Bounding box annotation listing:
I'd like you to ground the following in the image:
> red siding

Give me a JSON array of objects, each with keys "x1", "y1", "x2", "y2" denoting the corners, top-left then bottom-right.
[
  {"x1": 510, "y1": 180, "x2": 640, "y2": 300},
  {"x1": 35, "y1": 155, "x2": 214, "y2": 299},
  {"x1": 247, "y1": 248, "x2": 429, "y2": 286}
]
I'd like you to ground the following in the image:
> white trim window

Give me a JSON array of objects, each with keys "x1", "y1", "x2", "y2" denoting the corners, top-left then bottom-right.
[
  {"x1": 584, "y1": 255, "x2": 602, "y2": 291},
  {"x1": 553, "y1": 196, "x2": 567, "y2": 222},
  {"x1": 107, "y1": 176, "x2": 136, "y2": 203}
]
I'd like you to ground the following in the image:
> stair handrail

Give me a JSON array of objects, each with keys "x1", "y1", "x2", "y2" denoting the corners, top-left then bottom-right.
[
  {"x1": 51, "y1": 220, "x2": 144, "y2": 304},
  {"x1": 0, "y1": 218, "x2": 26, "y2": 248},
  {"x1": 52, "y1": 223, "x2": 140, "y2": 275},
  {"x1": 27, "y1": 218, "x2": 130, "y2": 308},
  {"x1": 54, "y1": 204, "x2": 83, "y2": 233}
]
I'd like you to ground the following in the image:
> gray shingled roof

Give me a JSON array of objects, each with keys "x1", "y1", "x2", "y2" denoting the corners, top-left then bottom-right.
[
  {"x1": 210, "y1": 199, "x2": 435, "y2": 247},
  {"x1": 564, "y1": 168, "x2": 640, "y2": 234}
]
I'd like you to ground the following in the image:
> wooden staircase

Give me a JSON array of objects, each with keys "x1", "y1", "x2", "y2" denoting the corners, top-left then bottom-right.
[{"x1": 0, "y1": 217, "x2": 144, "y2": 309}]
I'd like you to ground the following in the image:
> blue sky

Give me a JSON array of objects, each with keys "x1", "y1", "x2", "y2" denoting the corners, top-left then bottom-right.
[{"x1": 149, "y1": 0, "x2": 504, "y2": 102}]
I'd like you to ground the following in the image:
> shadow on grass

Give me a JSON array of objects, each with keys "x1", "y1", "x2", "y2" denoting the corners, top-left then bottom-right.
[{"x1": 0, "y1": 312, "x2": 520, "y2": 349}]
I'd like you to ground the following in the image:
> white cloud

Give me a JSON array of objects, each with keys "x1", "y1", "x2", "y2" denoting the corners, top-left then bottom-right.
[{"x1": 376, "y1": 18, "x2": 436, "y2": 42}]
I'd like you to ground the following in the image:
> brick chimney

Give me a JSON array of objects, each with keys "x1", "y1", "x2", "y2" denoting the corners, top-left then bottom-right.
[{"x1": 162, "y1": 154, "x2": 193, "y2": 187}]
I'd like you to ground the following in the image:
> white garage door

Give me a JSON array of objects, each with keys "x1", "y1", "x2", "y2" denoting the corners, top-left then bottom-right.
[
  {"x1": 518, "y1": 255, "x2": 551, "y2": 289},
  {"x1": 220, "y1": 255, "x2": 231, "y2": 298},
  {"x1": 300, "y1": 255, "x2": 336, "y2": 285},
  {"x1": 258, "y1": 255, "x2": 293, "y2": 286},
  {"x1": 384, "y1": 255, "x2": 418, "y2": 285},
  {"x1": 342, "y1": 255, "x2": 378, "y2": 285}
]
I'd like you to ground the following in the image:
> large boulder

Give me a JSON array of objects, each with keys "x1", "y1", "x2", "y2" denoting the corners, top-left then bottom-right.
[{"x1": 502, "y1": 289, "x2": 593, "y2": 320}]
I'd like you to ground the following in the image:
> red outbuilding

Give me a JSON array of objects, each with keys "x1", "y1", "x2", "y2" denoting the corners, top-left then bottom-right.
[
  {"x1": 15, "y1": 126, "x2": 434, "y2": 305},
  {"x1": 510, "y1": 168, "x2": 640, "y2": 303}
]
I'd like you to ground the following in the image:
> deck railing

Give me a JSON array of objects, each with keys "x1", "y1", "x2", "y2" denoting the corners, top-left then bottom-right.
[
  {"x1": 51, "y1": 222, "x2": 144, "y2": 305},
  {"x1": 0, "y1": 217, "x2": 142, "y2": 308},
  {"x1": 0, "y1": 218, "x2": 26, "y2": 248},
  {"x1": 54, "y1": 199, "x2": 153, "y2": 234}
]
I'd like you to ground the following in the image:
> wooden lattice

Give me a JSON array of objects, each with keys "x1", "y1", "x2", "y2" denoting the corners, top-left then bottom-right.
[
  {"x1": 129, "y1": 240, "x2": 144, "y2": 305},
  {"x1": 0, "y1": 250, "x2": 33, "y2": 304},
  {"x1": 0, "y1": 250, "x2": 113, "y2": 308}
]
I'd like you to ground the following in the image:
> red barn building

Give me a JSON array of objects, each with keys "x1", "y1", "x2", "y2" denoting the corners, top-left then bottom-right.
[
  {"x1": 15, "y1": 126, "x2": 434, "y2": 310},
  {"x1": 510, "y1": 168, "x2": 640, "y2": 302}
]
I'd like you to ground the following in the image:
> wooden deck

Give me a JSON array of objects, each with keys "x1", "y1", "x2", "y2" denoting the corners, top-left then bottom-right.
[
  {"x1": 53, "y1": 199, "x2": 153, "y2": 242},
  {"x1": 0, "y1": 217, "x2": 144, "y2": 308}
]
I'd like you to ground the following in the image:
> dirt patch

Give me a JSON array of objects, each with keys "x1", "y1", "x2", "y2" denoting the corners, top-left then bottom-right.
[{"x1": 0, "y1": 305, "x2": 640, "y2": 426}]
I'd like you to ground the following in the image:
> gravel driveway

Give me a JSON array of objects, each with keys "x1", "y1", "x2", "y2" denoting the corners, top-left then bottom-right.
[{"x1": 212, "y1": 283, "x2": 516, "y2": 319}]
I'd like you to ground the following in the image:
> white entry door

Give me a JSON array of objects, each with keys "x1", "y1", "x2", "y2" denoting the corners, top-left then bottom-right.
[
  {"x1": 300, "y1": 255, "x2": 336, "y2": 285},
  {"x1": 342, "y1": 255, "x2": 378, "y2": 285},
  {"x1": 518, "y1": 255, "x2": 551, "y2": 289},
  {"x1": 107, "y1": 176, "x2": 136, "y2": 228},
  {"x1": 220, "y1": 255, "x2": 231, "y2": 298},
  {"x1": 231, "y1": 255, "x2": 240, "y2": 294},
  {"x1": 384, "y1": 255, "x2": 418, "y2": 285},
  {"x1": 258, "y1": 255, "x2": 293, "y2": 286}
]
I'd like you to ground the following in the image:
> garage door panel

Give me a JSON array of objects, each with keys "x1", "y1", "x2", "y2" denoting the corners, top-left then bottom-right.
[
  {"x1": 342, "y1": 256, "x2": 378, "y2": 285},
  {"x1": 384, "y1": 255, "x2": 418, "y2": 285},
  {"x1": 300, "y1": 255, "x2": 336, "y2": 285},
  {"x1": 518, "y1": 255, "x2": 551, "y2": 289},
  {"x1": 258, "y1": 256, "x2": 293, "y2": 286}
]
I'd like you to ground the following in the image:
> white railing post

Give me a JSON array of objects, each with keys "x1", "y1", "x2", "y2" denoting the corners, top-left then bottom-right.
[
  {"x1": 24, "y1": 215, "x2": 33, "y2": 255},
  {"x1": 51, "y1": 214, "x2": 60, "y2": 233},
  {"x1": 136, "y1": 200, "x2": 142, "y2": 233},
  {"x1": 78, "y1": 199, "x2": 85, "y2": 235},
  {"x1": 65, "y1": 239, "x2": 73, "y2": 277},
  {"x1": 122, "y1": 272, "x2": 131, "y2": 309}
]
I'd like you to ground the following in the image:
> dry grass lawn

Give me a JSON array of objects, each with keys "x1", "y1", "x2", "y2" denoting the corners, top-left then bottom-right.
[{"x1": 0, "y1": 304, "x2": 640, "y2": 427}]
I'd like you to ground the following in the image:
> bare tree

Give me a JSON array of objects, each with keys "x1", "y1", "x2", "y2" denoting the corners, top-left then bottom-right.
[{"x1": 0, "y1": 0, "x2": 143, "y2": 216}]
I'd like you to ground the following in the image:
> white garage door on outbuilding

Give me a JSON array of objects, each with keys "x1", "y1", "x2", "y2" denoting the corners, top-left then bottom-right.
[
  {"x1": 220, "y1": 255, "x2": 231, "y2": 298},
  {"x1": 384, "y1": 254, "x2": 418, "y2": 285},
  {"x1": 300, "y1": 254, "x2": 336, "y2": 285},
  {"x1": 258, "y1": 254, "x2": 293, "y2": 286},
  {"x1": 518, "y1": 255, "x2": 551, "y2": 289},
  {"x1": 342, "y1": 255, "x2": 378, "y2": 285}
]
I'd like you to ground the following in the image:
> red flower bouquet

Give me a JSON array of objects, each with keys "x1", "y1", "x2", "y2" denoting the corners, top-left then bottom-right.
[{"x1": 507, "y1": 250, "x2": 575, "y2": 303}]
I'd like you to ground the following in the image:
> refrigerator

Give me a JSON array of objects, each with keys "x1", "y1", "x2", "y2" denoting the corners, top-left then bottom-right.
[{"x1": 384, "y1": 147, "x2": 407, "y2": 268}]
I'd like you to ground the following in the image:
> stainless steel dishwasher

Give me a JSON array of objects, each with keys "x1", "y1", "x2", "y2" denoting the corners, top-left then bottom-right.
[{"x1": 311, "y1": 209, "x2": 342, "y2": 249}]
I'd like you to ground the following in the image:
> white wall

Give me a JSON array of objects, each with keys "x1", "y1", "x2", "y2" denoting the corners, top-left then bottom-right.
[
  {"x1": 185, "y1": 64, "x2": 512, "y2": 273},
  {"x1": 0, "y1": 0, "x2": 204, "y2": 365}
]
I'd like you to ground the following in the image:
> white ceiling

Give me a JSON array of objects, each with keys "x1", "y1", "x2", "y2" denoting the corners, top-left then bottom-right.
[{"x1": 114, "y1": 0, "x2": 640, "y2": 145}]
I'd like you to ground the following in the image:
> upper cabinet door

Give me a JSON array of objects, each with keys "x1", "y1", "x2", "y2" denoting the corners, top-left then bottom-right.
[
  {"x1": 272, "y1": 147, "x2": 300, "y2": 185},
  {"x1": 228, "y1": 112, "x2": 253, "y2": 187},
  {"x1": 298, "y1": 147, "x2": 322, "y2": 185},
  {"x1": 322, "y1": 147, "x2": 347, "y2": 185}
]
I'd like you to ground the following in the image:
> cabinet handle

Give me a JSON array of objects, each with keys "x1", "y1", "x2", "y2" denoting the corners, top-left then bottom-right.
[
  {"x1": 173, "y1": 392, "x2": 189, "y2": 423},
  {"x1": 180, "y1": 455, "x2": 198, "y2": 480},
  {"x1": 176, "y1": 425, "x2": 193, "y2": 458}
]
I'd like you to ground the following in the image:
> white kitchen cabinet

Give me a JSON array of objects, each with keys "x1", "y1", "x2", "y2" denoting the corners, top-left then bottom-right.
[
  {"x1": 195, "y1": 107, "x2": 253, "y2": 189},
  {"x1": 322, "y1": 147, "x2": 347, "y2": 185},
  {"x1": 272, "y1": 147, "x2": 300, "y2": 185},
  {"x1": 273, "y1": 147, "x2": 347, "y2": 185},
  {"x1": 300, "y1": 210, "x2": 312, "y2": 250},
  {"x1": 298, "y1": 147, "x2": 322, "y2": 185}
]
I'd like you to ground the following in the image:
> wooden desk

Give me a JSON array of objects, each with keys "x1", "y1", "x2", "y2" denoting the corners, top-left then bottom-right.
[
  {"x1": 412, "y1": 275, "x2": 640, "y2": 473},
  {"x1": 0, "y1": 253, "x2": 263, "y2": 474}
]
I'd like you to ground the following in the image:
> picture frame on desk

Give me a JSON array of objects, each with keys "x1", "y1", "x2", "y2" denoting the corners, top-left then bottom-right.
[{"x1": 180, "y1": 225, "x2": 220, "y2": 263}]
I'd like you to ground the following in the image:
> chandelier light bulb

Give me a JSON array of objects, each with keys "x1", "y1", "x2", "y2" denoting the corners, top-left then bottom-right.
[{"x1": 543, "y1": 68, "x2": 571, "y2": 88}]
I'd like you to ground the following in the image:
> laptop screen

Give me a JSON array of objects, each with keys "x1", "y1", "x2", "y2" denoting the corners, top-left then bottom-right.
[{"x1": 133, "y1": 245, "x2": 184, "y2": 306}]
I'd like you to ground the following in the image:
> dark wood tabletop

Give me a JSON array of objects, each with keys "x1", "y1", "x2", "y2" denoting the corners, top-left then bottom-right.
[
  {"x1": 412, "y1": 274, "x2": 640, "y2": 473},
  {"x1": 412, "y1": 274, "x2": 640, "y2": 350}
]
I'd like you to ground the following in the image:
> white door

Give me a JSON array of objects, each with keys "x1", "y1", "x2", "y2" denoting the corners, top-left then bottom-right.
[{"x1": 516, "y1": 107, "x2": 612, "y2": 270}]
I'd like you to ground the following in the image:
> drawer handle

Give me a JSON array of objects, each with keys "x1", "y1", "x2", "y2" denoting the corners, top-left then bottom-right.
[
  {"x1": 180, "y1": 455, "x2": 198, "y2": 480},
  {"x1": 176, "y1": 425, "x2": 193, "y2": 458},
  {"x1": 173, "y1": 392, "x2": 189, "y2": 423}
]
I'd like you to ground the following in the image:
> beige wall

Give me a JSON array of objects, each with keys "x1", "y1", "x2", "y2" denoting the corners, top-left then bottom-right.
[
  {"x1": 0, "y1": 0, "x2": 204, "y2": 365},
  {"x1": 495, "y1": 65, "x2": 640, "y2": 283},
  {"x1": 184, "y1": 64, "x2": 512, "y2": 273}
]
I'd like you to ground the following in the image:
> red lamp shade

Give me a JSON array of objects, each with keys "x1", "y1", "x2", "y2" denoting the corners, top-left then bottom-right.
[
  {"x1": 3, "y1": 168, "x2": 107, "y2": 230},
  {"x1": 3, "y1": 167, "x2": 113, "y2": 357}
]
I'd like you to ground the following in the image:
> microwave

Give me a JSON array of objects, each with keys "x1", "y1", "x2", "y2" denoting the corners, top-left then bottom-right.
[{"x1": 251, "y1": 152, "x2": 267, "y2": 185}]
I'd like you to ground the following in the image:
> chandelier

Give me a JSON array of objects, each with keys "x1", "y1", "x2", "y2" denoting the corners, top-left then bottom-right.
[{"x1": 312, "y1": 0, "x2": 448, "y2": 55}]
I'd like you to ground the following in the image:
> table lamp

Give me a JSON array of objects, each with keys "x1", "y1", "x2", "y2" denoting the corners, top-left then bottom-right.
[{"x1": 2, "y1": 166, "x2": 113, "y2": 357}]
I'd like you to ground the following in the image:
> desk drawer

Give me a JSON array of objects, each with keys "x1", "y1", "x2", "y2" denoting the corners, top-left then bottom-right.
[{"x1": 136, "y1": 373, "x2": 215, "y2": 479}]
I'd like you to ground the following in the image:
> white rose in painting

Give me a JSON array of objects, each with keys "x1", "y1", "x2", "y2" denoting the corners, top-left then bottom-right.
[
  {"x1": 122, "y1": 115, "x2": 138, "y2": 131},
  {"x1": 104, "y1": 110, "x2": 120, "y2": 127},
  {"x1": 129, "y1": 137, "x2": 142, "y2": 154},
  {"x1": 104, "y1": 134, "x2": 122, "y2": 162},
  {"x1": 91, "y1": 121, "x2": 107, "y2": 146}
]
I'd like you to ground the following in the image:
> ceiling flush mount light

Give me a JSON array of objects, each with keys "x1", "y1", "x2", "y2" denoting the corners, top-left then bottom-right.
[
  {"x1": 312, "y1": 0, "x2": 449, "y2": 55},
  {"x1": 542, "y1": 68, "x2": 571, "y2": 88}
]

WHAT IS BEING ASKED | Tally the lines of the listing above that contain the string "cabinet", treating uppercase and lowercase as different. Give only the number.

TASK ANSWER | 3